"""

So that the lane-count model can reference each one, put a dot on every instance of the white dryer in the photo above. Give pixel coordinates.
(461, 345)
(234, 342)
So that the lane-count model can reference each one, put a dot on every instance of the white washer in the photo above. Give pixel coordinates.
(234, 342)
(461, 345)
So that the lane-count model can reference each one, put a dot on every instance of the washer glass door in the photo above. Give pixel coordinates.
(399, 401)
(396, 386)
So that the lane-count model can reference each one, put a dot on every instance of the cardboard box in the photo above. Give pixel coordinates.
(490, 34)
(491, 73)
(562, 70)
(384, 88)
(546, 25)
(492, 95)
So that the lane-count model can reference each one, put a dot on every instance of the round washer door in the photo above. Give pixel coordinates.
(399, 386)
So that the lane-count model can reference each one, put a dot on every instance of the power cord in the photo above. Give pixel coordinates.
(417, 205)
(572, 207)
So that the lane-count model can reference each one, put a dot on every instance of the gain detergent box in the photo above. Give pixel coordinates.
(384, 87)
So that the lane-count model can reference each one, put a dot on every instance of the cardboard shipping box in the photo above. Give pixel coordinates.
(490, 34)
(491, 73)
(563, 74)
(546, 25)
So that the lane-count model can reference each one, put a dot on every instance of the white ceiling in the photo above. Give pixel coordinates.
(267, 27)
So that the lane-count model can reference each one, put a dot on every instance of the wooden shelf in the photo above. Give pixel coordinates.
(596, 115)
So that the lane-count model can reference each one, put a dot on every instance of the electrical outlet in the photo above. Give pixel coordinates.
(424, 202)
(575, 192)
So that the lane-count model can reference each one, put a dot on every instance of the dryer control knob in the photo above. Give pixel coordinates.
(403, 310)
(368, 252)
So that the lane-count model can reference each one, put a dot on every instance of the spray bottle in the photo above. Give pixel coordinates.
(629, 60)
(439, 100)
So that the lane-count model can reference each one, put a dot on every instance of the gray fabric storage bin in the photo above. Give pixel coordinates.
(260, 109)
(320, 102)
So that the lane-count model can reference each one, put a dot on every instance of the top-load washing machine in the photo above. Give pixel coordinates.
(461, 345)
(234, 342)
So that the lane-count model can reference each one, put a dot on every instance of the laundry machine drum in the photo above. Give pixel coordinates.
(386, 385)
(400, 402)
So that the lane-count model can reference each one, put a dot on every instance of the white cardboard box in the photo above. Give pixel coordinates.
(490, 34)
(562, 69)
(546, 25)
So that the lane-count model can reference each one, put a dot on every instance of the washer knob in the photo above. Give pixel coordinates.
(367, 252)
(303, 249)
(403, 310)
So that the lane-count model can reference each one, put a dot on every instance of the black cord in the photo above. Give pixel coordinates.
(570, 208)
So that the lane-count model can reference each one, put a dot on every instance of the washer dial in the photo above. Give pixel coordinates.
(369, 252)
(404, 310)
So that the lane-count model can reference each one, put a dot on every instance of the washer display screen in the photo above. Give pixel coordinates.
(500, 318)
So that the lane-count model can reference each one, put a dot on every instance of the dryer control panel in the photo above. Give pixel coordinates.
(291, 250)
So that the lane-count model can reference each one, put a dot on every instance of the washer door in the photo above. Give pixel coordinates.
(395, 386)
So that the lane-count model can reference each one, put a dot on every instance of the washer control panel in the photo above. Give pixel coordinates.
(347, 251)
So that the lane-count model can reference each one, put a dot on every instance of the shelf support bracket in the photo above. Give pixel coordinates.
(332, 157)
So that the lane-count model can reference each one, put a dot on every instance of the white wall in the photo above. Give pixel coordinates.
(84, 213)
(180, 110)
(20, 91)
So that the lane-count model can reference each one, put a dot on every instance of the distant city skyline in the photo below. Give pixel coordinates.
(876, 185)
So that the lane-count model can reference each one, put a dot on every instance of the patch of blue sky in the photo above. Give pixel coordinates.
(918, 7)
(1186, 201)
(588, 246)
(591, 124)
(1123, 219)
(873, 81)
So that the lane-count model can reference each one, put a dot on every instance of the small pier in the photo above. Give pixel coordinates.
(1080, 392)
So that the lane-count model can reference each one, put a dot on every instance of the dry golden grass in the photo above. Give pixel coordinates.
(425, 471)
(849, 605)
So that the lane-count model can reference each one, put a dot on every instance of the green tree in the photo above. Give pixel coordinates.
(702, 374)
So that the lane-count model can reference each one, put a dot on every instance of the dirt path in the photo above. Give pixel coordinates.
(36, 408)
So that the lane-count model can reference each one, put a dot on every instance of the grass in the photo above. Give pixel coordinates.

"""

■ What to produce ■
Please print all of the material again with no alteration.

■ Task response ■
So that the lane-count model can reference each one, put a dot on every instance of the white dryer in the photo above. Give pixel coordinates.
(461, 345)
(234, 342)
So that the lane-count model can reference each one, put a dot on every instance of the white washer in the photo above. Give pixel coordinates.
(234, 342)
(461, 345)
So that the lane-count model can reference each one, put a dot on every instance of the washer glass door in the photo above. Give pixel coordinates.
(399, 401)
(396, 386)
So that the lane-count model can reference each one, put a dot on every instance of the cardboard box in the photo above. Give pixel coordinates.
(490, 34)
(491, 73)
(562, 70)
(384, 88)
(546, 25)
(492, 95)
So that the lane-count model can reference each one, put a dot on every instance of the round washer door in the photo above. Give pixel coordinates.
(399, 386)
So that the lane-count model can reference each one, put a dot on every instance of the power cord in the photo above. Give pixel coordinates.
(417, 205)
(572, 207)
So that the lane-count model can reference each one, put a dot on every instance of the gain detergent box in the photo above. Give pixel coordinates.
(384, 87)
So that the lane-count model can reference each one, put a dot on every instance of the cardboard shipping box in the photo above. Give pixel coordinates.
(490, 34)
(491, 73)
(563, 74)
(546, 25)
So that the lane-count model can reference each one, put a dot on every instance of the white ceiling in the photo above. Give pixel coordinates.
(267, 27)
So that the lane-count model can reference each one, put a dot on every instance of the wooden shelf in the photo above. Give pixel coordinates.
(596, 115)
So that the lane-count model can reference each one, put a dot on every instance of the electrical outlet in the photo above. Give pixel coordinates.
(424, 202)
(575, 192)
So that the lane-count model can reference each one, put a dot on every instance of the dryer control knob in the photo above. Give pixel coordinates.
(403, 310)
(368, 252)
So that the lane-count model can reference each one, put a dot on every instance of the spray bottle in the photo above. Give pixel coordinates.
(629, 60)
(439, 100)
So that the lane-count model can reference each one, put a dot on every instance of the gray fabric storage bin in the photo above. Give pixel coordinates.
(260, 109)
(320, 102)
So that the lane-count model can reference each one, put a dot on every instance of the top-load washing machine in the photo above. Give pixel coordinates.
(461, 345)
(234, 342)
So that the lane-count model can reference each one, put a dot on every instance of the laundry machine drum in the photo above. Give pixel coordinates.
(386, 385)
(400, 402)
So that the lane-count model can reference each one, put a dot on every instance of the white cardboard box in the photo above. Give pixel coordinates.
(490, 34)
(562, 69)
(546, 25)
So that the lane-count model can reference each one, put a dot on every instance of the washer knob in the photo above. Give pixel coordinates.
(367, 252)
(303, 249)
(403, 310)
So that the lane-count model can reference each one, put a dot on every instance of the black cord in the photo above. Give pixel coordinates.
(570, 208)
So that the lane-count model can reference each one, put a dot on every instance of the washer dial in the photo above. Give pixel coordinates.
(369, 252)
(404, 310)
So that the lane-count model can reference each one, put a dot on every instance of the washer display screen in the photo above. Give pixel coordinates.
(500, 318)
So that the lane-count model can reference each one, put a dot on every instance of the dryer control panel in the photo above. Give pixel coordinates.
(291, 250)
So that the lane-count model can reference each one, put a dot on every instance of the washer door in the photo above. Give pixel coordinates.
(395, 386)
So that the lane-count model can reference each one, put a dot on every instance of the washer control panel in the photo above. Give pixel coordinates.
(347, 251)
So that the lane-count model can reference each one, put a dot on every instance of the shelf support bracket in the photo above. Give pixel coordinates.
(332, 157)
So that the lane-count model can reference each one, put a dot on every instance of the white wall in the photo above. Give pixel coordinates.
(84, 213)
(180, 110)
(20, 91)
So that the lane-count model can reference each one, put a dot on every instance of the distant city skyline in the photo below. Give pixel coordinates.
(876, 185)
So that the lane-count model can reference each one, put a dot on every instance of the patch of blue sky in the photo above. Give pixel coordinates.
(918, 7)
(1186, 201)
(588, 246)
(591, 124)
(1123, 219)
(873, 81)
So that the lane-count model can reference each one, put a dot on every instance of the small pier in the photo above. Give pixel coordinates.
(1080, 392)
So that the lane-count model can reference each one, put a dot on every instance of the dry golden grass in the photo above. Give pixel coordinates.
(425, 471)
(849, 605)
So that the lane-count model can reference each one, put a dot on every instance of the green tree in the photo above. Give pixel coordinates.
(702, 374)
So that the lane-count model can reference each one, put a dot on every instance of the dirt path in the photo above. Give pixel coordinates.
(36, 408)
So that the lane-count model can reference each one, put a dot on every instance of the grass in the photo above. Give pixel coordinates.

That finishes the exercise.